Provided entries:
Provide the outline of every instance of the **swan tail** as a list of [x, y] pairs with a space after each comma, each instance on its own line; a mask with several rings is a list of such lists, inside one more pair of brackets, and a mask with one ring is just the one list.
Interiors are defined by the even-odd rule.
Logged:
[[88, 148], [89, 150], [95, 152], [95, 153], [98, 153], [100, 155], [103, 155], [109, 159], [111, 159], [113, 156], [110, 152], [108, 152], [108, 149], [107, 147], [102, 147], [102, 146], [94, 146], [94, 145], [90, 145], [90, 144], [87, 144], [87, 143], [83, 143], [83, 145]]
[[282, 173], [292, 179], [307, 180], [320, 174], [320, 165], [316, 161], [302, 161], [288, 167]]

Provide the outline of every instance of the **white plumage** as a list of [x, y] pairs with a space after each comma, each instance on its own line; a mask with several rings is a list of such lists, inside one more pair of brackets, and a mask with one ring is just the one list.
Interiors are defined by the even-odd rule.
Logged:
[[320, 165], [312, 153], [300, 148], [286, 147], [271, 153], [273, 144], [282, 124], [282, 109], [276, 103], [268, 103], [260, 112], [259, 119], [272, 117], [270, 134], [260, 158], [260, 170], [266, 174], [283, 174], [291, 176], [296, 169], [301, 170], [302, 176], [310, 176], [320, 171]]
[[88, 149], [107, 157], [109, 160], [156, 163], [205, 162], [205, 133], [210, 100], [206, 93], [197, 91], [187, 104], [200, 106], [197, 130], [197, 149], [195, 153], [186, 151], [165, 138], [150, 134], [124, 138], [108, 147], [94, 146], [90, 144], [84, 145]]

Exercise instructions:
Reproduce every line above character for character, changing nothing and leaving nothing out.

Written answer:
Provide the outline of every instance of the **swan tail** as a list of [x, y] pairs with a space after each comma, each instance on its own line; a mask with several rings is a list of such lists, inside one more pair of brackets, and a mask with one ring is just the one list.
Interiors are defined by the even-odd rule.
Logged:
[[88, 148], [89, 150], [95, 152], [95, 153], [98, 153], [100, 155], [103, 155], [109, 159], [111, 159], [113, 156], [110, 152], [108, 152], [108, 149], [107, 147], [102, 147], [102, 146], [94, 146], [94, 145], [90, 145], [90, 144], [87, 144], [87, 143], [83, 143], [83, 145]]
[[282, 173], [292, 179], [307, 180], [320, 174], [320, 165], [316, 161], [302, 161], [288, 167]]

Provide the outline of every instance of the **white plumage** as a list of [x, y] pairs with a space after each comma, each instance on its own line; a mask with several rings is a list of such lists, inside one more pair of brackets, and a mask with one ring is just the one list.
Interiors are defined by the even-odd rule.
Logged:
[[320, 165], [312, 153], [300, 148], [286, 147], [271, 153], [273, 144], [282, 124], [282, 109], [276, 103], [268, 103], [260, 112], [259, 119], [272, 117], [270, 134], [260, 158], [260, 170], [266, 174], [283, 174], [291, 176], [296, 169], [301, 170], [302, 176], [310, 176], [320, 171]]
[[88, 149], [107, 157], [109, 160], [156, 163], [205, 162], [205, 133], [210, 100], [206, 93], [197, 91], [187, 104], [200, 106], [197, 130], [197, 149], [195, 153], [186, 151], [165, 138], [150, 134], [124, 138], [108, 147], [94, 146], [90, 144], [84, 145]]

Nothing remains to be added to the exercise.